**Document segment:**
Lucius Cornelius Balbus (fl. 1st century BC) was a Roman politician and general of Punic origin from Gades. Although from a family of naturalized foreigners (he received Roman citizenship at the same time as his uncle, around 72 BC) he did valuable services for the early Roman Empire and also contributed to public architecture of its capital.

Life

During the civil war, he served under Julius Caesar, by whom he was entrusted with several important missions. He also took part in the Alexandrian and Spanish wars. He was rewarded for his services by being admitted into the college of pontiffs. In 44 BC he was quaestor to Asinius Pollio in Further Spain (Hispania Ulterior), where he amassed a large fortune by plundering the inhabitants. Also, while there he added a suburb to his native town, Gades.

In the same year, Lucius Cornelius Balbus crossed over to Bogud, King of Mauretania, and is not heard of again until 21 BC, when he appears as Proconsul of Africa. Mommsen thinks that he had incurred the displeasure of Augustus by his conduct as praetor, and that his African appointment after so many years was due to his exceptional fitness for the post.

In 19 BC Balbus defeated the Garamantes (and did a famous expedition to Sub-Saharan Africa) and on March 27 in that year received the honor of a triumph, which was then for the first time granted to one who was not a Roman citizen by birth, and for the last time to a private individual, until the triumph of Belisarius in 534. He built a magnificent theatre at Rome, which was dedicated on the return of Augustus from Gaul in 13 BC.

**Supplied records:**
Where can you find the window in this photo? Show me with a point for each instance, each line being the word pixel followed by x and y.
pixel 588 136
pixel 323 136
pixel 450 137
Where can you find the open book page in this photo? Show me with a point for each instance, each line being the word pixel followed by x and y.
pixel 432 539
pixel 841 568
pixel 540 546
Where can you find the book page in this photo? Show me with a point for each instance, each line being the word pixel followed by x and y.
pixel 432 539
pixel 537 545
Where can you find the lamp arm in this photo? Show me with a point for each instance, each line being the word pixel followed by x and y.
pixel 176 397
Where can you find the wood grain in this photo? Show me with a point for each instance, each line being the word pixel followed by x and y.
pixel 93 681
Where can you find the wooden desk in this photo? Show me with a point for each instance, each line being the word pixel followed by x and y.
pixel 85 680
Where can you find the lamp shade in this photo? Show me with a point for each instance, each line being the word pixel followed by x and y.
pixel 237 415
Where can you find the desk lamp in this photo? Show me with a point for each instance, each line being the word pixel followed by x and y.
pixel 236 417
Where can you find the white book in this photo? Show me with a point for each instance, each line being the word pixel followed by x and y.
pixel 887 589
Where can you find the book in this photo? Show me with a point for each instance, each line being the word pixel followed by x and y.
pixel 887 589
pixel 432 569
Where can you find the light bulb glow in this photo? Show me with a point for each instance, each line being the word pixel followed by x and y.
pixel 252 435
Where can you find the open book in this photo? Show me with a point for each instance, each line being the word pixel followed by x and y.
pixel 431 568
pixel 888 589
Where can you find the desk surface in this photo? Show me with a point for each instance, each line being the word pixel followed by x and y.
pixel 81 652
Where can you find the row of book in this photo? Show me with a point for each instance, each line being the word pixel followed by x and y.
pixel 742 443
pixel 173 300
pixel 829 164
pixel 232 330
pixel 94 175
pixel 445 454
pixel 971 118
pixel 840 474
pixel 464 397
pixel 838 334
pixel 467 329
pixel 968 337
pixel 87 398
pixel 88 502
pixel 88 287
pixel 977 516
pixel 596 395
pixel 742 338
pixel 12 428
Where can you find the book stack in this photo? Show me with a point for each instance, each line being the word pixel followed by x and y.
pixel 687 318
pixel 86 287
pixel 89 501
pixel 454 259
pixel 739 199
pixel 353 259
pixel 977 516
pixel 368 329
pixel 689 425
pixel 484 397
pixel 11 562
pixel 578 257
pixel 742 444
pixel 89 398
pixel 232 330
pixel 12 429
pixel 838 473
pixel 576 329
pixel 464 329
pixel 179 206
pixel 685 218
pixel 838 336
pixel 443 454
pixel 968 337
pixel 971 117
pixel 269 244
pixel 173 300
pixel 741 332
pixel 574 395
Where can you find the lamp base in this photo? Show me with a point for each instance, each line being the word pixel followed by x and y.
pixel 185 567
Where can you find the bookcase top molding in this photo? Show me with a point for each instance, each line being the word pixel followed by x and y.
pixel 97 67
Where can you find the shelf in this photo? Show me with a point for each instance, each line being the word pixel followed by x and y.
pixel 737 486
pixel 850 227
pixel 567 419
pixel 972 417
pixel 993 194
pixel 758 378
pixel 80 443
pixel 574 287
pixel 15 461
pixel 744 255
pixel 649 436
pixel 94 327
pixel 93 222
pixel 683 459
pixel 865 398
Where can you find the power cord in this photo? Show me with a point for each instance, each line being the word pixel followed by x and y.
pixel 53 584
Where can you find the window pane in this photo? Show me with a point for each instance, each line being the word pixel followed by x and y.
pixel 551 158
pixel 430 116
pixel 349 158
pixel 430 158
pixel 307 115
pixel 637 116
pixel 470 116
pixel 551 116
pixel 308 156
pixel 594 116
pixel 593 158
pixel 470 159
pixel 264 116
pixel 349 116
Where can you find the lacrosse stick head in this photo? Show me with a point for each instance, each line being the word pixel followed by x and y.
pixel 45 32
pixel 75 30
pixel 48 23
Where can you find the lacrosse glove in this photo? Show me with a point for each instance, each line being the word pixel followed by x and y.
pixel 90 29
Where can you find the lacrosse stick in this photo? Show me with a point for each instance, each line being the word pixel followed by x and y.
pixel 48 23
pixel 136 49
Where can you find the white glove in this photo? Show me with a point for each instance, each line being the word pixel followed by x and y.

**Things to do:**
A: In the text on Lucius Cornelius Balbus, rewrite the paragraph beginning "During the civil war" as a short list that keeps its main facts.
B: According to the text on Lucius Cornelius Balbus, when was his theatre at Rome dedicated?

**Worked solutions:**
A:
- Served under Julius Caesar in the civil war and was given several important missions.
- Took part in the Alexandrian and Spanish wars.
- Was admitted to the college of pontiffs as a reward for his services.
- In 44 BC was quaestor to Asinius Pollio in Further Spain (Hispania Ulterior), where he grew very rich by plundering the inhabitants.
- While there, added a suburb to his native town, Gades.

B: It was dedicated in 13 BC, on Augustus's return from Gaul.